Written instruction: Only the lines from the one containing "Phrase -- ocean water" through the end of the records should be retyped, exactly and including both ends; pictures stay out.

Some records:
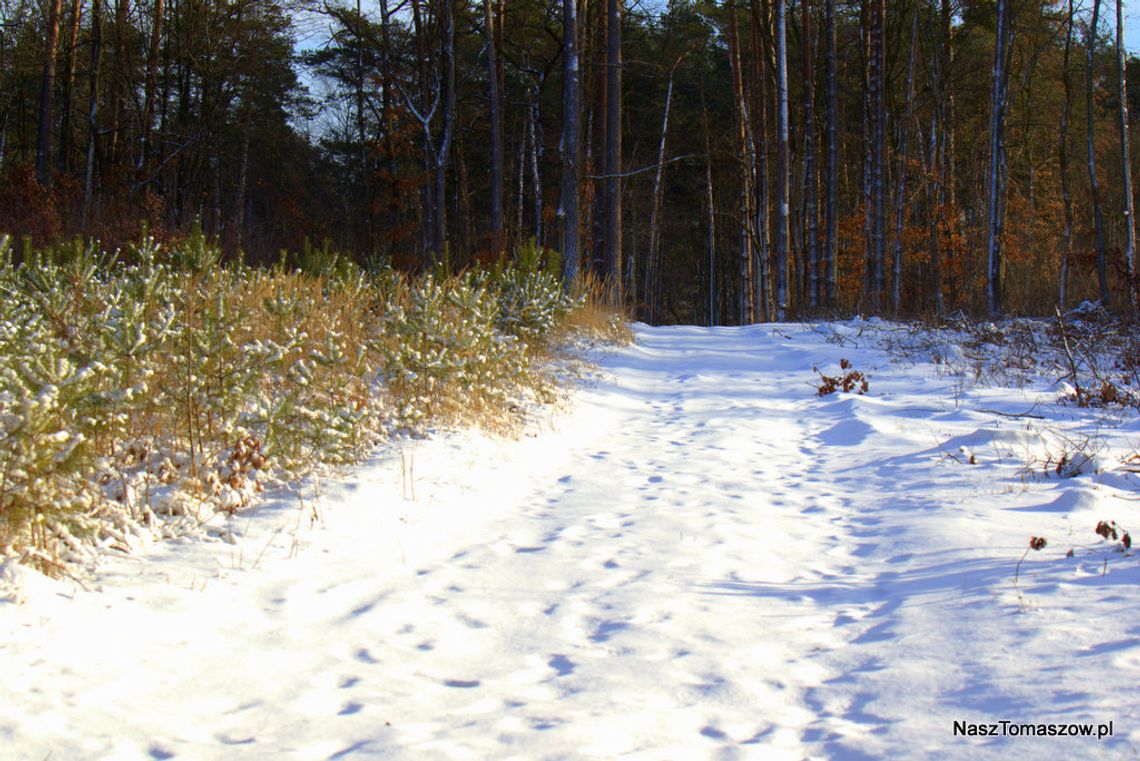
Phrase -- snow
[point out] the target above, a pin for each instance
(700, 558)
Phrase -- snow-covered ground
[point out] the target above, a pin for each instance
(702, 558)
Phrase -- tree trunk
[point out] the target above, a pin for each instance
(831, 210)
(710, 205)
(1094, 187)
(152, 88)
(996, 173)
(935, 199)
(65, 113)
(654, 217)
(92, 128)
(1063, 160)
(747, 173)
(613, 146)
(811, 244)
(901, 191)
(496, 119)
(1130, 229)
(879, 149)
(571, 146)
(536, 158)
(782, 163)
(47, 96)
(442, 156)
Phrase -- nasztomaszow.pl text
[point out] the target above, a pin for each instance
(1007, 728)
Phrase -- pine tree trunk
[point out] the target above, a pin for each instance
(613, 146)
(65, 112)
(445, 145)
(782, 163)
(496, 124)
(879, 150)
(996, 172)
(149, 95)
(710, 206)
(831, 210)
(92, 128)
(1098, 215)
(901, 191)
(47, 96)
(1130, 229)
(747, 173)
(811, 244)
(1063, 160)
(569, 232)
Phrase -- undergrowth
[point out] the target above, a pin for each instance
(145, 390)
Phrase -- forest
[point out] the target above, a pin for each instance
(714, 162)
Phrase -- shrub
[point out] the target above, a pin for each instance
(146, 389)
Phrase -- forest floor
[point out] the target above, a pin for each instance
(698, 557)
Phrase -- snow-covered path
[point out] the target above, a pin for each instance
(706, 561)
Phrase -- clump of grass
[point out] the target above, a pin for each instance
(146, 390)
(600, 313)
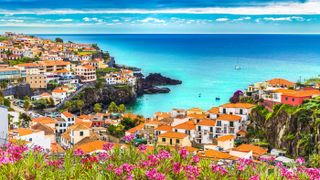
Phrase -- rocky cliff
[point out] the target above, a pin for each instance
(294, 129)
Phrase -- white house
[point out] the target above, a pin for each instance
(205, 131)
(240, 109)
(4, 125)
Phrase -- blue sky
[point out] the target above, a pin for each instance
(160, 16)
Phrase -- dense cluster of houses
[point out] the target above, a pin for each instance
(69, 65)
(281, 91)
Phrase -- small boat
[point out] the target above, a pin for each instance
(237, 67)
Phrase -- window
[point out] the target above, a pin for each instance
(231, 124)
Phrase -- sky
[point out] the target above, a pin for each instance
(160, 16)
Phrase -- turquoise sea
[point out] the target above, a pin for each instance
(206, 63)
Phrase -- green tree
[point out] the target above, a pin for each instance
(97, 108)
(113, 108)
(80, 104)
(25, 120)
(122, 108)
(59, 40)
(67, 105)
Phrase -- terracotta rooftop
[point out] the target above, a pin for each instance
(229, 117)
(238, 105)
(225, 138)
(173, 135)
(189, 125)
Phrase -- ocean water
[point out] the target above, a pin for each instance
(206, 63)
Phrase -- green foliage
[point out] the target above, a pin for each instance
(59, 40)
(22, 60)
(97, 108)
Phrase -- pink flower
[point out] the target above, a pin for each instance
(183, 152)
(78, 152)
(300, 160)
(195, 159)
(128, 138)
(176, 167)
(107, 146)
(216, 168)
(142, 147)
(153, 174)
(256, 177)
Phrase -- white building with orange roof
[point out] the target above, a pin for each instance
(163, 129)
(59, 95)
(195, 111)
(213, 112)
(33, 137)
(188, 128)
(86, 73)
(240, 109)
(226, 142)
(45, 120)
(173, 139)
(205, 131)
(227, 124)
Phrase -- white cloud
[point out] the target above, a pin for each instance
(242, 18)
(292, 18)
(87, 19)
(64, 20)
(152, 20)
(309, 7)
(12, 20)
(222, 19)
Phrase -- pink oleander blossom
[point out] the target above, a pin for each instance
(128, 138)
(218, 169)
(142, 147)
(107, 146)
(183, 152)
(153, 174)
(78, 152)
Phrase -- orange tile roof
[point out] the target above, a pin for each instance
(173, 135)
(67, 114)
(54, 63)
(242, 132)
(44, 120)
(225, 138)
(23, 131)
(197, 116)
(257, 150)
(59, 91)
(164, 128)
(238, 105)
(207, 122)
(189, 125)
(56, 148)
(137, 128)
(214, 110)
(216, 155)
(91, 146)
(280, 82)
(229, 117)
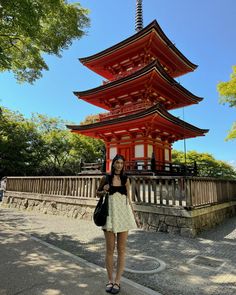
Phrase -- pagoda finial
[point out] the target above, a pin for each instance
(139, 15)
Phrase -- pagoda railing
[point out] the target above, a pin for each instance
(158, 167)
(158, 190)
(126, 73)
(124, 110)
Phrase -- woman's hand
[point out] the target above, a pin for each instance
(106, 187)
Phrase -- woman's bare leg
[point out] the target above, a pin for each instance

Task output:
Phrase -- ocean water
[point out] the target above, a pin for each instance
(206, 63)
Phrase -- green foliage
[point out] the target above, a pin for each instance
(59, 40)
(22, 60)
(97, 108)
Phrase -- pink flower
[point out] the target above, a pin for each instance
(183, 152)
(78, 152)
(300, 160)
(195, 159)
(128, 138)
(176, 167)
(107, 146)
(216, 168)
(142, 147)
(153, 174)
(256, 177)
Phrase -- white building with orange roof
[point out] the target above, a pin for each instance
(163, 129)
(59, 95)
(195, 111)
(213, 112)
(33, 137)
(188, 128)
(86, 73)
(240, 109)
(226, 142)
(45, 120)
(173, 139)
(205, 131)
(227, 124)
Phrase -- white cloud
[point out] the target above, a pin for each instance
(242, 18)
(292, 18)
(87, 19)
(64, 20)
(152, 20)
(309, 7)
(12, 20)
(222, 19)
Phrase -- pink oleander blossom
[point out] the target above, a pin for each instance
(128, 138)
(218, 169)
(142, 147)
(107, 146)
(183, 152)
(153, 174)
(78, 152)
Phrase -- orange tile roof
[point out] the target above, a pin for each instance
(173, 135)
(67, 114)
(54, 63)
(242, 132)
(44, 120)
(225, 138)
(23, 131)
(197, 116)
(257, 150)
(59, 91)
(164, 128)
(238, 105)
(207, 122)
(189, 125)
(56, 148)
(137, 128)
(214, 110)
(216, 155)
(91, 146)
(280, 82)
(229, 117)
Phrase -- pagoda finial
[point out] the target above, a pin for each instance
(139, 15)
Phrase -- pagoda railing
[point out] the target above, a pin for each instance
(158, 167)
(158, 190)
(126, 73)
(124, 110)
Phrase -- woman's hand
[point out] the target above, a pin for each instance
(106, 187)
Phrase -- woman's bare leg
[point out] the target above, a pin for each instance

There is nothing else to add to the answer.